THE TASK. Find every line in the material that contains the string "stainless", matching case exactly, and copy each of those lines in full.

Spatial annotation records:
*****

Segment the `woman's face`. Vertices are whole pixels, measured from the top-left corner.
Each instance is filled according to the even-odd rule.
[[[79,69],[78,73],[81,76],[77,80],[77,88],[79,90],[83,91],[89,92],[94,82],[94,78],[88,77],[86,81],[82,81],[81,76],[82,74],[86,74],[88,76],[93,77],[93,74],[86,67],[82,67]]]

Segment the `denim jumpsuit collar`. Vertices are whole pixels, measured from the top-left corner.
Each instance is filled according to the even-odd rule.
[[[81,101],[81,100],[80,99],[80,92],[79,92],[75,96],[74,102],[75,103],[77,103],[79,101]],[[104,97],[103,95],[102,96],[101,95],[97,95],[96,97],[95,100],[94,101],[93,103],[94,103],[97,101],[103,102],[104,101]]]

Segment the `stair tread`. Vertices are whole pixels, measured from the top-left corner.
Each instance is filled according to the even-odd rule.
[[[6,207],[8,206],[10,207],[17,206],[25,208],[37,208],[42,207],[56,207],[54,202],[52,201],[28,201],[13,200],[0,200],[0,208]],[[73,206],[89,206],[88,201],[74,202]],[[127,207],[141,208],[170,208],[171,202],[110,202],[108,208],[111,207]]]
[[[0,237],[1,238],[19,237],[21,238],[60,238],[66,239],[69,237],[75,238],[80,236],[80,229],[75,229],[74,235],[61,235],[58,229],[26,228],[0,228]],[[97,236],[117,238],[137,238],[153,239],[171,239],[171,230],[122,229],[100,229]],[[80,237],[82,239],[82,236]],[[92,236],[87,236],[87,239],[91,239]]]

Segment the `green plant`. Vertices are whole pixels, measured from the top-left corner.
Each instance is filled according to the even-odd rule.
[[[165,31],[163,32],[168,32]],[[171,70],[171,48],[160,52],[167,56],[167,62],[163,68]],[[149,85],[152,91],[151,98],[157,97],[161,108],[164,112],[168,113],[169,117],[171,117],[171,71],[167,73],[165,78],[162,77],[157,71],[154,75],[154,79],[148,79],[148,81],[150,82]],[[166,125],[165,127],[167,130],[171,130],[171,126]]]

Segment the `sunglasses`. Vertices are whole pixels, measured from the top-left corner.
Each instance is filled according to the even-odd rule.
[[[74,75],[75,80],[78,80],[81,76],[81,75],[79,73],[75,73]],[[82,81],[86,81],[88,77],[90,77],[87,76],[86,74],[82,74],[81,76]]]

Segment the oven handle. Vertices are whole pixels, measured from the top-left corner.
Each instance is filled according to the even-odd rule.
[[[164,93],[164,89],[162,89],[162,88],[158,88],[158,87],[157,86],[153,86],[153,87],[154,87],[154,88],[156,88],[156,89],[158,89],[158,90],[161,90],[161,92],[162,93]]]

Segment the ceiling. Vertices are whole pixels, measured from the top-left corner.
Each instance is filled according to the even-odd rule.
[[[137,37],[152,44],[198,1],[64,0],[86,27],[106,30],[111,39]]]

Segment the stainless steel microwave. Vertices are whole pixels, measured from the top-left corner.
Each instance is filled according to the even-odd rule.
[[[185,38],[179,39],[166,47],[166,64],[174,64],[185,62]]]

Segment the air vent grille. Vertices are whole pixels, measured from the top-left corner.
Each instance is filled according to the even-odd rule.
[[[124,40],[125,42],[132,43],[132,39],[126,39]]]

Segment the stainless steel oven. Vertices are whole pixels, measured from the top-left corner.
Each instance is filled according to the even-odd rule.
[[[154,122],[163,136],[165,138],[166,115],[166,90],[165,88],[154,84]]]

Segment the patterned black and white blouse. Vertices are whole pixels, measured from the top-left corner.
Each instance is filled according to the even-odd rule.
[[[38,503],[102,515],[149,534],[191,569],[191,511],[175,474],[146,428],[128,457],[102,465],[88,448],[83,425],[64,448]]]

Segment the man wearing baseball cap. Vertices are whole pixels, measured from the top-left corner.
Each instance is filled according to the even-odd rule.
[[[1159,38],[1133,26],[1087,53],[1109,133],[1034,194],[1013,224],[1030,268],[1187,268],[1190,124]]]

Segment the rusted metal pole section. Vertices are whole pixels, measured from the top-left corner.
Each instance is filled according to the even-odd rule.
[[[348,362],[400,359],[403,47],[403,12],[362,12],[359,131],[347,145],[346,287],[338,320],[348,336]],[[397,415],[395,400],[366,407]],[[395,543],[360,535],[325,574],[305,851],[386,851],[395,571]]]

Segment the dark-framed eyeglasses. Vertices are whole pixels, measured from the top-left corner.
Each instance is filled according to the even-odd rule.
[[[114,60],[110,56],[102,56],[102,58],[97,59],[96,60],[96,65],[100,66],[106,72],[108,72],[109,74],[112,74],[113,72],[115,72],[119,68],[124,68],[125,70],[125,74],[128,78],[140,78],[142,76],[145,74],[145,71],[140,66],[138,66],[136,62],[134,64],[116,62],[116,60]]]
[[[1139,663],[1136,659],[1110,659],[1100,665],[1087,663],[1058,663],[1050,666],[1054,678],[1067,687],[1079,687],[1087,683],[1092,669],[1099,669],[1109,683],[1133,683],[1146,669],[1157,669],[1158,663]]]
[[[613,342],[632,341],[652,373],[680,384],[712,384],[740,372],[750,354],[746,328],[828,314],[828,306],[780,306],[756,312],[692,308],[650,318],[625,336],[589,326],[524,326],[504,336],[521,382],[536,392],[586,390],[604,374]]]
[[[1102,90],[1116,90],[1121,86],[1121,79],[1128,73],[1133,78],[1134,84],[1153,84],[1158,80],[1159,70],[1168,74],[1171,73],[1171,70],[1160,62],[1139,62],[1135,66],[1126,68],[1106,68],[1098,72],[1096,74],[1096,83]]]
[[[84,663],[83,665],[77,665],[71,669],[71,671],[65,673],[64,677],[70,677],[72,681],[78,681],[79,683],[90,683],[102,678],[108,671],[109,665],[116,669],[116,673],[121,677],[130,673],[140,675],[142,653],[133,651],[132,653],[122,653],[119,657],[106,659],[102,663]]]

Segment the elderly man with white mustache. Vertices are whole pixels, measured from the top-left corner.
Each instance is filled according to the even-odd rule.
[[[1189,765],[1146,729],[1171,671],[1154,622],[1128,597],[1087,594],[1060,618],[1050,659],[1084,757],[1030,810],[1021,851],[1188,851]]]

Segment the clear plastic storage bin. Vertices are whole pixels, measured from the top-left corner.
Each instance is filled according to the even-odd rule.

*****

EXERCISE SOLUTION.
Segment the stainless steel microwave. Vertices are whole pixels, measured from the top-left corner.
Segment the stainless steel oven. Vertices are whole pixels, measured from the top-left corner.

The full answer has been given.